Separating Philosophy from Religious Studies and Theology (Updated)

Separating Philosophy from Religious Studies and Theology (Updated)


In research on higher education, philosophy majors, religious studies majors, and theology majors are often grouped together. This is because the questionnaires used to create the main data sets on which this research is based group these majors together. This is not merely weird, given how different these fields are, but possibly detrimental to the reputation of philosophy, as it is suspected that philosophy majors fare better than the others on many metrics, such as later income, standardized test performance, degree usefulness, and so on.

Now there is something we can do about it. We can comment on one of the questions in  one of the main surveys used for higher education research, the American Community Survey (ACS). This is “Question 12”, the question which asks the survey respondent’s major. ACS is considering eliminating this question. Instead, we should tell ACS to keep question 12 but allow “philosophy” as its own, distinct major. The public comment period on this ends in a few weeks, so you might as well go to this site and comment right now. It won’t take long.

This information is courtesy of Kathleen Wallace, chair of philosophy at Hofstra University. She has helpfully put together more information about this issue, including why it is important, along with four other suggestions about what we can do about it. The short version is below. A more detailed account is available here. Thank you, Professor Wallace.

UPDATE (12/16/14): Professor Wallace informs us that there is a Chronicle of Higher Education article on changes to the American Community Survey. And, as a reminder, if you haven’t yet commented here, please do so. The deadline is December 30th, 2014.

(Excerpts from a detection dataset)
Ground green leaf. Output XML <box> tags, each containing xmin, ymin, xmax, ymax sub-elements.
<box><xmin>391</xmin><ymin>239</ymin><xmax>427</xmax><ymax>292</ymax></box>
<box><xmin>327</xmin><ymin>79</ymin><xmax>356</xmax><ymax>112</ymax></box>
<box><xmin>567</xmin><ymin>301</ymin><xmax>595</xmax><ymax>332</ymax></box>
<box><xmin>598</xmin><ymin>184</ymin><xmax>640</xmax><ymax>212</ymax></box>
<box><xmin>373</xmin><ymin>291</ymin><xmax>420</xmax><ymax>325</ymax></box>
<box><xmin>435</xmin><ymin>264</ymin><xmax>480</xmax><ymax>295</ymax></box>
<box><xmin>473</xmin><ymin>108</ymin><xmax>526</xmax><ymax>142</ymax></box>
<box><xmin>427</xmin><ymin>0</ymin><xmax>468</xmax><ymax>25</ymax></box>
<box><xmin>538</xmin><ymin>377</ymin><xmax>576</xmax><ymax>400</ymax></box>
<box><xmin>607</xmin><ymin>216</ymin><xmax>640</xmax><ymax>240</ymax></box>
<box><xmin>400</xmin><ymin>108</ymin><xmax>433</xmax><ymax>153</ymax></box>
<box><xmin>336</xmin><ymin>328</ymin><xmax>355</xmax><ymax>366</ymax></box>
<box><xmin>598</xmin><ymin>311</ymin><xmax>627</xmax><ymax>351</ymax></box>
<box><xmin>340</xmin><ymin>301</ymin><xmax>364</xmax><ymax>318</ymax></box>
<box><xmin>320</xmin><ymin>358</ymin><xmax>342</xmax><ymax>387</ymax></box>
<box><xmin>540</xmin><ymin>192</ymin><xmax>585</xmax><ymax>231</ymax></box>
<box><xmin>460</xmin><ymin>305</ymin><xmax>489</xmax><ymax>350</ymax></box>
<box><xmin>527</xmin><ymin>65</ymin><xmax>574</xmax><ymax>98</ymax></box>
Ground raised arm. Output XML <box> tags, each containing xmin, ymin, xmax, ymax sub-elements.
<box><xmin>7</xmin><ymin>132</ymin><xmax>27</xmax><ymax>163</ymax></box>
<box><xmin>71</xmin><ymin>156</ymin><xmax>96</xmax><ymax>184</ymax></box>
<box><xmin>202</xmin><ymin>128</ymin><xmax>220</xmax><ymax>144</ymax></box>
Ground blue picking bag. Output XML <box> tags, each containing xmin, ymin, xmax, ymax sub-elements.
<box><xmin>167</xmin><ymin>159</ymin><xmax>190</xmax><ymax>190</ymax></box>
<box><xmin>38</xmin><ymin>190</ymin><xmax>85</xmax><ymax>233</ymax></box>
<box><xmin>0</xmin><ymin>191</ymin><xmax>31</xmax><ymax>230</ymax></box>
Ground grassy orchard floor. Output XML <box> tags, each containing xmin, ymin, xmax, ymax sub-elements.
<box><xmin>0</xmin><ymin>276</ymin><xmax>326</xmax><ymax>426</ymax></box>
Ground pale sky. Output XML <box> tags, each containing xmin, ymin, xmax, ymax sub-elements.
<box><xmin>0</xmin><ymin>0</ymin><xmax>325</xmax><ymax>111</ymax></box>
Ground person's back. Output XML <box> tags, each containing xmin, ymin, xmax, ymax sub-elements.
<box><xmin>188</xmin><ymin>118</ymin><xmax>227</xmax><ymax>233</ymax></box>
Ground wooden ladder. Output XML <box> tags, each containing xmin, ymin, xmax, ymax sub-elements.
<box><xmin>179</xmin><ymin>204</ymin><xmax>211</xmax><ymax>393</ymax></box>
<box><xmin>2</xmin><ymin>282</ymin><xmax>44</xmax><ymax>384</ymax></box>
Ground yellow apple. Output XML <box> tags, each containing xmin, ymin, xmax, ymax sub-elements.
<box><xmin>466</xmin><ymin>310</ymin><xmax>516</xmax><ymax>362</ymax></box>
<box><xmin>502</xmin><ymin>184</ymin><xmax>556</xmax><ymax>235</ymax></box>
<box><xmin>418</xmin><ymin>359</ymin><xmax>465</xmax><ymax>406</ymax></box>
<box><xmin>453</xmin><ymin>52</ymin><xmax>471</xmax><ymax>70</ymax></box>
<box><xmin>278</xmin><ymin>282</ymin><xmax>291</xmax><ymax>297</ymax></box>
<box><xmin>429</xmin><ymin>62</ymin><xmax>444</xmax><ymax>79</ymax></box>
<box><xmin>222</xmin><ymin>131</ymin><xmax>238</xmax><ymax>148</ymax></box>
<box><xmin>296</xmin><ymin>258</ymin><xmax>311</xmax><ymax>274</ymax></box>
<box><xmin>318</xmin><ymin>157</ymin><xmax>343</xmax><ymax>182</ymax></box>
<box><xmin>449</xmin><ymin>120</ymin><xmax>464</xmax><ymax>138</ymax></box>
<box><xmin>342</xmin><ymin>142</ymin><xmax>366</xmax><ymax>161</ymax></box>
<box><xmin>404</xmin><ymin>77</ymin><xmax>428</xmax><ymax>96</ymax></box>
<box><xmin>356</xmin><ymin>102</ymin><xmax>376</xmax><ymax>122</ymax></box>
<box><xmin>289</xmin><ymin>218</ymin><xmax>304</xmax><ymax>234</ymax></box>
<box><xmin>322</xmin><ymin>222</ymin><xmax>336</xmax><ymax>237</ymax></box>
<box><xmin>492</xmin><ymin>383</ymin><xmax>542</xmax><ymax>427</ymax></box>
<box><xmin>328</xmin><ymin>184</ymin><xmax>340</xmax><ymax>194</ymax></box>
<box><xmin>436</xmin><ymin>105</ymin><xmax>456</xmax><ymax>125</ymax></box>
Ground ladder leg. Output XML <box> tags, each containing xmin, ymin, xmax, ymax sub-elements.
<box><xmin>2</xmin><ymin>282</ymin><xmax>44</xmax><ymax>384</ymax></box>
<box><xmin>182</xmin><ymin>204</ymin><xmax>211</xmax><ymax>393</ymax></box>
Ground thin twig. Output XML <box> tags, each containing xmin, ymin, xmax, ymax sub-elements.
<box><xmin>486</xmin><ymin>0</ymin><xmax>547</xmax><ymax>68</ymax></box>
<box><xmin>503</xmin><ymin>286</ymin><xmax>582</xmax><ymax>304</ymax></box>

Objective 1:
Answer these questions using the post on separating philosophy from religious studies and theology:
(a) Which survey is considering eliminating the question that asks for a respondent's major?
(b) Who is named as chair of philosophy at Hofstra University?
(c) What deadline for commenting does the update give?
Objective 2: Reproduce the rows of the detection dataset word for word, starting with the line that contains "Ground thin twig." and going on through the end of the rows.

Worked answer 1:
(a) The American Community Survey (ACS)
(b) Kathleen Wallace
(c) December 30th, 2014

Worked answer 2:
Ground thin twig. Output XML <box> tags, each containing xmin, ymin, xmax, ymax sub-elements.
<box><xmin>486</xmin><ymin>0</ymin><xmax>547</xmax><ymax>68</ymax></box>
<box><xmin>503</xmin><ymin>286</ymin><xmax>582</xmax><ymax>304</ymax></box>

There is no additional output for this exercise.